## Written task
Retype all of the material below, keeping every line identical to the original.

* Start Data provided *

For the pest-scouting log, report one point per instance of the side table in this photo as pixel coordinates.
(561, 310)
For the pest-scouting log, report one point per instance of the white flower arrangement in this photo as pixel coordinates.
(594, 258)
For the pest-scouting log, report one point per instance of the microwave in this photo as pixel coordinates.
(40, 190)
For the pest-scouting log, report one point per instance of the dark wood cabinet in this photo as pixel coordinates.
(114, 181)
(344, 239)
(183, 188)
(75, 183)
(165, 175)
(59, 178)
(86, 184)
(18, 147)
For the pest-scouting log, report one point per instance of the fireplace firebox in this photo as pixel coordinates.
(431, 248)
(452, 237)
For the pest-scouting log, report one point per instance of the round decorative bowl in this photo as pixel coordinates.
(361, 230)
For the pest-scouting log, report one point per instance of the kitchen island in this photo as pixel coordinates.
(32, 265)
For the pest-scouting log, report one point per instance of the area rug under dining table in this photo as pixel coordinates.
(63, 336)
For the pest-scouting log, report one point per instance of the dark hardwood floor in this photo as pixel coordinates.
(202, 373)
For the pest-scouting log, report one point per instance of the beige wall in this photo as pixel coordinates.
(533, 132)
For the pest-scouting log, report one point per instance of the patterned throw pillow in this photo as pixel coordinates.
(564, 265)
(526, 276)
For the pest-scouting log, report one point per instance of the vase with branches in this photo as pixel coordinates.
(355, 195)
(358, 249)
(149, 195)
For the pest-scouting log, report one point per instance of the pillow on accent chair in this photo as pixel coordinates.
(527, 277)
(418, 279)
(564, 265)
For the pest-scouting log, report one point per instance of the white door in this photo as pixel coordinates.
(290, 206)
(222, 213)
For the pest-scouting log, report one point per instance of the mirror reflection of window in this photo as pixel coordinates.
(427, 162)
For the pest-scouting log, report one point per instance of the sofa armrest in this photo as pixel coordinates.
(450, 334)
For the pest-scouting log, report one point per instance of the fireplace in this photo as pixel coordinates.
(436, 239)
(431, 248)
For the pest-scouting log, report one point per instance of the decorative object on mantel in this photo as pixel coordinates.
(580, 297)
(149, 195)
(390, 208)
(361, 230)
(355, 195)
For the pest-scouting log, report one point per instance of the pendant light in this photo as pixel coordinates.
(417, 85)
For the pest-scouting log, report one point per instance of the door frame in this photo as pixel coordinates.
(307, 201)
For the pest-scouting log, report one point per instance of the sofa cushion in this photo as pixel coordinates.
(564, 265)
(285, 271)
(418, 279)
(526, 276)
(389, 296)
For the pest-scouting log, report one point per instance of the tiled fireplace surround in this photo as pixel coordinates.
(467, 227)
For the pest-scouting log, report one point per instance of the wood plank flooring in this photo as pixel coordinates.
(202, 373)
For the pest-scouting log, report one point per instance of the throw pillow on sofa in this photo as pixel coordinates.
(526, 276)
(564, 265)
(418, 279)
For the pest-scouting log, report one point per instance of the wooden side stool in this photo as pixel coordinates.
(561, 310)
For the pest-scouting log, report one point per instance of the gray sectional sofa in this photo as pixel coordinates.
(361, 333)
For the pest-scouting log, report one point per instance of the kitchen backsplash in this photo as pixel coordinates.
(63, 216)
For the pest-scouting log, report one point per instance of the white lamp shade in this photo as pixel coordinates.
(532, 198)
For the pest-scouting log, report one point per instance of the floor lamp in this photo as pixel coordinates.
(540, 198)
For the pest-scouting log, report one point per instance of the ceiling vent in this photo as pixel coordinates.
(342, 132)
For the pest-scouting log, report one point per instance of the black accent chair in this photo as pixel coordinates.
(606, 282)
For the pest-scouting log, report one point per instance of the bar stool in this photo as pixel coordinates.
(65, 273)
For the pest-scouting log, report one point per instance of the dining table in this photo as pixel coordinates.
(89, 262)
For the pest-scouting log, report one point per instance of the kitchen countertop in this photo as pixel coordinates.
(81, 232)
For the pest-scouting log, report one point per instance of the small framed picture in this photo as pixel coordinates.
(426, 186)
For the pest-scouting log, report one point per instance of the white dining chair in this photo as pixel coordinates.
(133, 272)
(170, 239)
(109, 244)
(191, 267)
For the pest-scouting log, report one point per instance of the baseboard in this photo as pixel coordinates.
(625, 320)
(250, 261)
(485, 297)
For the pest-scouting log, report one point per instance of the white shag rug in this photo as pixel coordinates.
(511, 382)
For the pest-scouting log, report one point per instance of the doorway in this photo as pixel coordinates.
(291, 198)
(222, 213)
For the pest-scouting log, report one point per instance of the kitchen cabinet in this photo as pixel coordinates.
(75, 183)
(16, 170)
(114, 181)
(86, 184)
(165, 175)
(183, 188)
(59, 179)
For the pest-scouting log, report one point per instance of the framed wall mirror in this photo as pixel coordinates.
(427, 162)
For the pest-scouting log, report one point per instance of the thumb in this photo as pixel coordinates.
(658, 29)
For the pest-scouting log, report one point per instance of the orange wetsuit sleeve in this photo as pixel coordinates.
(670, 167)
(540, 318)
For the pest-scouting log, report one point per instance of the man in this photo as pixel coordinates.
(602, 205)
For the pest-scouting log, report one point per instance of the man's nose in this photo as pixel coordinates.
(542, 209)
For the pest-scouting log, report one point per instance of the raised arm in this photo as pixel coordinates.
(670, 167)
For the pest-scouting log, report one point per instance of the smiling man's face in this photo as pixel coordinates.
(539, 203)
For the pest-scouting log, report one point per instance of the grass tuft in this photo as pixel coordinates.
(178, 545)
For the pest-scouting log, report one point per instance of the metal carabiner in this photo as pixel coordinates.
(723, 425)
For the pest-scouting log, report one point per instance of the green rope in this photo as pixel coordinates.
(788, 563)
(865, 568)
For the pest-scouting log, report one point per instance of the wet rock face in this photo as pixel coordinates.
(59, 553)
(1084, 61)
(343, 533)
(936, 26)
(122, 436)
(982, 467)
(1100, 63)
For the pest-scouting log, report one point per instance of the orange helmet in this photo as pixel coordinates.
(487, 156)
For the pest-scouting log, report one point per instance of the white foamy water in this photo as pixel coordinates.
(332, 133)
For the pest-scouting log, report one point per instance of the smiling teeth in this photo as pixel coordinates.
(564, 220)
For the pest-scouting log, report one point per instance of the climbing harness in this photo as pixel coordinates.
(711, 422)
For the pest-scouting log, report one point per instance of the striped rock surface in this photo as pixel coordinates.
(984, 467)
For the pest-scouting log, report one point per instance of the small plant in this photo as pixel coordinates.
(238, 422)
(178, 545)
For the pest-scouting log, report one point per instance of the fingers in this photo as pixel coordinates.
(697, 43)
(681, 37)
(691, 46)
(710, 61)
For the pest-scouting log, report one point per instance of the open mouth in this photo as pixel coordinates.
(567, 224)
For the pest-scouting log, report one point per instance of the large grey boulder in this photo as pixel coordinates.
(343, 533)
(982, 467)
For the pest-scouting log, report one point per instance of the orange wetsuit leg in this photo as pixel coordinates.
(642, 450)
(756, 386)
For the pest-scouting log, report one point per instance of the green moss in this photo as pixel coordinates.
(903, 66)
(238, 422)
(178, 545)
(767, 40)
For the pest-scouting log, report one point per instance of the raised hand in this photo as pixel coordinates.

* End Data provided *

## Complete answer
For the pest-scouting log, report one point per instance of the side table in this photo as pixel coordinates.
(561, 310)
For the pest-scouting log, report one point per instance of the white flower arrangement in this photo as pixel coordinates.
(594, 258)
For the pest-scouting log, report one point per instance of the microwave in this photo as pixel coordinates.
(40, 190)
For the pest-scouting log, report one point per instance of the dark wood cabinet in this photo as pixel coordinates.
(114, 181)
(344, 239)
(183, 188)
(75, 183)
(165, 175)
(59, 178)
(86, 184)
(18, 147)
For the pest-scouting log, report one point per instance of the fireplace firebox in this photo as pixel coordinates.
(431, 248)
(452, 237)
For the pest-scouting log, report one point per instance of the round decorative bowl in this photo as pixel coordinates.
(361, 230)
For the pest-scouting log, report one point per instance of the kitchen island in this photo as pixel coordinates.
(32, 265)
For the pest-scouting log, report one point per instance of the area rug under dining table in this photo as pixel coordinates.
(63, 336)
For the pest-scouting log, report one point per instance of the dark hardwood floor in this photo as pixel coordinates.
(202, 373)
For the pest-scouting log, report one point per instance of the beige wall in this photo as pixel coordinates.
(533, 132)
For the pest-scouting log, report one point per instance of the patterned throw pillow in this photo as pixel coordinates.
(564, 265)
(526, 276)
For the pest-scouting log, report one point per instance of the vase with branches in this photo as pixel coordinates.
(355, 195)
(358, 249)
(149, 195)
For the pest-scouting log, report one point per instance of the pillow on accent chair in this photo as pixel coordinates.
(527, 277)
(418, 279)
(564, 265)
For the pest-scouting log, report one point per instance of the white door in this photo as pixel coordinates.
(290, 206)
(222, 213)
For the pest-scouting log, report one point per instance of the mirror reflection of window in this photo as pixel coordinates.
(427, 162)
For the pest-scouting log, report one point per instance of the sofa armrest in this photo as pixel coordinates.
(450, 334)
For the pest-scouting log, report one point per instance of the fireplace in this photo as pixel coordinates.
(436, 239)
(431, 248)
For the pest-scouting log, report one point per instance of the decorative object on mantel in this photo as pixel coordinates.
(580, 297)
(149, 195)
(390, 208)
(361, 230)
(355, 195)
For the pest-scouting log, report one point per instance of the pendant light in this photo as pixel coordinates.
(417, 85)
For the pest-scouting log, report one point per instance of the door frame in this photo as pixel coordinates.
(307, 201)
For the pest-scouting log, report one point per instance of the sofa cushion in this photo as pixel coordinates.
(564, 265)
(285, 271)
(418, 279)
(526, 276)
(389, 296)
For the pest-scouting log, report one point per instance of the tiled fireplace surround in this photo as pixel coordinates.
(467, 227)
For the pest-scouting log, report one point per instance of the wood plank flooring in this photo as pixel coordinates.
(202, 373)
For the pest-scouting log, report one point per instance of the throw pillow on sofa in this photo as pixel coordinates.
(526, 276)
(564, 265)
(418, 279)
For the pest-scouting log, report one point per instance of the wooden side stool in this photo as pixel coordinates.
(561, 310)
For the pest-scouting log, report one point per instance of the gray sectional sofa in this photo as pixel coordinates.
(361, 333)
For the pest-scouting log, report one point per instance of the kitchen backsplash in this photo as pixel coordinates.
(63, 216)
For the pest-scouting log, report one point per instance of the white lamp shade in this photo as pixel coordinates.
(532, 198)
For the pest-scouting log, report one point per instance of the floor lamp in this photo as pixel coordinates.
(540, 198)
For the pest-scouting log, report one point per instance of the ceiling vent in this photo as pixel coordinates.
(342, 132)
For the pest-scouting log, report one point per instance of the black accent chair in this photo as pixel coordinates.
(606, 282)
For the pest-scouting log, report one point per instance of the bar stool in this photo as pixel coordinates.
(65, 273)
For the pest-scouting log, report one point per instance of the dining table in this photo as pixel coordinates.
(89, 262)
For the pest-scouting log, report one point per instance of the kitchen countertop in this photo as pixel coordinates.
(81, 232)
For the pest-scouting log, report one point per instance of the small framed picture in this photo as pixel coordinates.
(426, 186)
For the pest-scouting log, report one point per instance of the white dining chair in this photo as pixel coordinates.
(133, 272)
(170, 239)
(109, 244)
(191, 267)
For the pest-scouting log, report one point per instance of the baseboard in this photo as pixel coordinates.
(625, 320)
(250, 261)
(485, 297)
For the pest-scouting log, report one point per instance of the white shag rug in this photo as pixel coordinates.
(511, 382)
For the pest-scouting log, report one point per instance of the doorway in this photo as pixel coordinates.
(291, 198)
(222, 213)
For the pest-scouting log, report one point per instance of the kitchen cabinet in this photo as pixel coordinates.
(75, 183)
(16, 170)
(114, 181)
(86, 184)
(165, 175)
(183, 188)
(59, 179)
For the pest-scouting log, report one point per instance of the framed wall mirror in this photo as pixel coordinates.
(427, 162)
For the pest-scouting log, report one point per instance of the thumb in this photo as pixel coordinates.
(658, 29)
For the pest-scouting log, report one point per instance of the orange wetsuit sleeve in this photo as pixel coordinates.
(670, 167)
(540, 318)
For the pest-scouting log, report one point per instance of the man in this photo as pixel coordinates.
(602, 205)
For the pest-scouting log, report one point per instance of the man's nose in this photo as pixel coordinates.
(542, 209)
For the pest-scouting log, report one point per instance of the raised arm in this photo as pixel coordinates.
(670, 167)
For the pest-scouting log, report one point per instance of the smiling man's face in this photo as pixel coordinates.
(539, 203)
For the pest-scouting log, report one point per instance of the grass tuft in this photo as pixel coordinates.
(178, 545)
For the pest-scouting log, report one point per instance of the metal carabiner in this photo as pixel coordinates.
(723, 425)
For the pest-scouting log, report one point per instance of the green rope in this photo as pixel coordinates.
(788, 563)
(865, 568)
For the pest-scouting log, report one point per instance of the wet rock face in this photo as pixel coordinates.
(59, 553)
(1084, 61)
(343, 533)
(936, 26)
(122, 436)
(982, 467)
(1100, 63)
For the pest-scouting log, report one point per instance of the orange helmet in this photo as pixel coordinates.
(487, 156)
For the pest-scouting log, report one point per instance of the white foamy water in this photo as pixel coordinates.
(332, 133)
For the pest-scouting log, report one point per instance of the smiling teeth in this photo as pixel coordinates.
(564, 220)
For the pest-scouting log, report one point per instance of the climbing harness in this photo as pixel coordinates.
(711, 422)
For the pest-scouting log, report one point per instance of the striped rock surface in this photo as pixel coordinates.
(984, 467)
For the pest-scouting log, report one point per instance of the small plant in this photo as pixel coordinates.
(238, 422)
(178, 545)
For the pest-scouting log, report one point per instance of the fingers in this photo as pixel coordinates.
(697, 43)
(681, 37)
(691, 46)
(710, 61)
For the pest-scouting log, report one point per instance of the open mouth in this photo as pixel coordinates.
(567, 224)
For the pest-scouting log, report one point per instance of the large grey boulder in this photo as pixel coordinates.
(343, 533)
(982, 467)
For the pest-scouting log, report one point per instance of the orange wetsuit leg in this photo as pixel coordinates.
(642, 450)
(756, 386)
For the pest-scouting log, report one point per instance of the green moss in this photo as pixel coordinates.
(903, 66)
(238, 422)
(178, 545)
(767, 40)
For the pest-scouting log, report one point per instance of the raised hand in this photo as pixel coordinates.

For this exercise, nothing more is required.